### Assigned task
A faithful copy of every entry is the goal; keep the images out of it.

### Data to use
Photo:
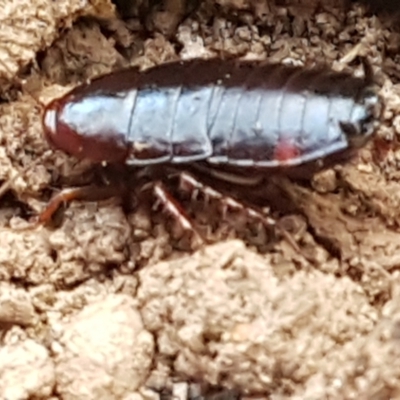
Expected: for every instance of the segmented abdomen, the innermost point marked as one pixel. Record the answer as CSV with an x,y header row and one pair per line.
x,y
244,113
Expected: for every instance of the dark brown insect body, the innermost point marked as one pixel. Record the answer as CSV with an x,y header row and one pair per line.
x,y
227,113
234,120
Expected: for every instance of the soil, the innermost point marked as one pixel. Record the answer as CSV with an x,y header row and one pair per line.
x,y
111,304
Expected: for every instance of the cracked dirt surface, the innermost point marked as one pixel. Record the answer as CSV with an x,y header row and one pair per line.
x,y
106,304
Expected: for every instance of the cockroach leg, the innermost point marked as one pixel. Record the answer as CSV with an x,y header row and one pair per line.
x,y
189,182
177,212
89,193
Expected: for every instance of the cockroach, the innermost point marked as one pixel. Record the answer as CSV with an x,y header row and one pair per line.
x,y
239,120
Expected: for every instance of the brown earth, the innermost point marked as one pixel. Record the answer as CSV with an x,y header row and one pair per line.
x,y
108,306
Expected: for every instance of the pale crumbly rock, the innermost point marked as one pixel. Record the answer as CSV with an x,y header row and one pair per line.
x,y
26,370
222,315
15,307
104,351
29,27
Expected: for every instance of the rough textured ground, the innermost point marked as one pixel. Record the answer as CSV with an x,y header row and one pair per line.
x,y
105,306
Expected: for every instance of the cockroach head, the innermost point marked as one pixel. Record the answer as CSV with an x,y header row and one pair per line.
x,y
364,119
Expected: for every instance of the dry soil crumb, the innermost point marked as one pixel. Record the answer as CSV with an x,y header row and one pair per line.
x,y
88,305
103,352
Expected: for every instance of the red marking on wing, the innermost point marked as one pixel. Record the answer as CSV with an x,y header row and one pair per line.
x,y
285,150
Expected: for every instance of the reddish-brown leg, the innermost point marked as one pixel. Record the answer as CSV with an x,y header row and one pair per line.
x,y
89,193
176,211
190,183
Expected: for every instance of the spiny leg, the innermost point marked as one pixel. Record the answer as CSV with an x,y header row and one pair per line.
x,y
189,182
89,193
176,211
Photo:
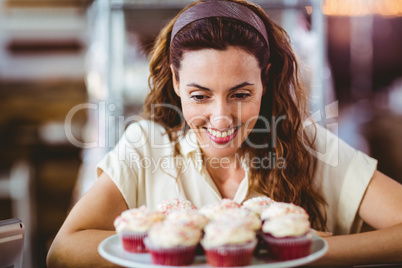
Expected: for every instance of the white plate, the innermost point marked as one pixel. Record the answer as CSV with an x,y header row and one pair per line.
x,y
112,250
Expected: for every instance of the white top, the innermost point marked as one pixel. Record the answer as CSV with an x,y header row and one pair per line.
x,y
145,172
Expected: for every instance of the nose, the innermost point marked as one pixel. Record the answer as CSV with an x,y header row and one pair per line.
x,y
221,115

### Output for this exercise
Photo:
Expected: for every instance of the segmented abdomen, the innermost point marked as one pixel. Record the answer as CSV with an x,y header row and one pair per line.
x,y
244,113
Expected: for every instance of the dark brown insect body, the innermost point marked as one pixel. Record the answer as CSV with an x,y header row and one pair per line.
x,y
227,113
234,120
Expected: for every instance of the soil, the innermost point marked as one pixel. Record the answer as CSV with an x,y header row and one pair per line.
x,y
111,304
Expected: for every instance of the cracked dirt surface, the innermost point marked as one pixel. Record the answer as CSV with an x,y header row and one pair per line.
x,y
106,304
Expected: for every instance of the cockroach leg, the innermost point marked as one pixel. Record the answer as CSV with an x,y header row and one pair per line.
x,y
189,182
177,212
89,193
Expected: for every instance of the cockroach, the innermost point marked as one pixel. Record the answer as CSV with an x,y header row and one pair per line.
x,y
239,120
Expected: for every instance of the brown earth, the innermost point marked as one pixel. Record the answer as CSV with an x,y header row and one pair per line.
x,y
108,306
Expected: for every instance of the pale crumbly rock, the innermost point marked as one pixel. Record the answer as CSV with an x,y header row and one pair per line.
x,y
26,370
222,315
15,307
104,351
29,27
Expected: for every instance of the rough textured ground, the innermost point marked as one pixel. Record the answer as CSV with an x,y header row and one pair per line.
x,y
105,306
Expected: for every instance of the cockroach head, the innermost point marked as one pixel. Record the answer as CSV with an x,y header row and one pair per line.
x,y
364,119
Expected: for every instance of the dry soil crumb, the innermost point marked as one pixel. Record the answer as CSV with an x,y header row and one pair per line.
x,y
88,305
103,352
Expected: for every instance of the red marking on wing, the innermost point marked as one pixel. Record the answer as CSV with an x,y header row and one pair per line.
x,y
285,150
Expected: for every instance of the reddish-brown leg, the innermost point marked as one pixel. Record the answer as CSV with an x,y header row and one pair per line.
x,y
89,193
176,211
190,183
Expected: for every instance of the spiny leg, the innermost point marked as one pixel. Record the answer as CSV with an x,y header row and one pair per line.
x,y
189,182
89,193
176,211
Photo:
Expected: for every instance of the white plate, the innermost point marked as one pixel. Record the answer as CSV with an x,y header row and one pair per line.
x,y
112,250
Expected: for every instance of the white top, the innermost point marked as one pixel. Record the answer as CSV with an x,y header row and one pair per line.
x,y
145,172
Expected: for every instance of the nose, the innermost point marked as one pixel. Record the answer as CSV with an x,y header row and one pair per line.
x,y
221,115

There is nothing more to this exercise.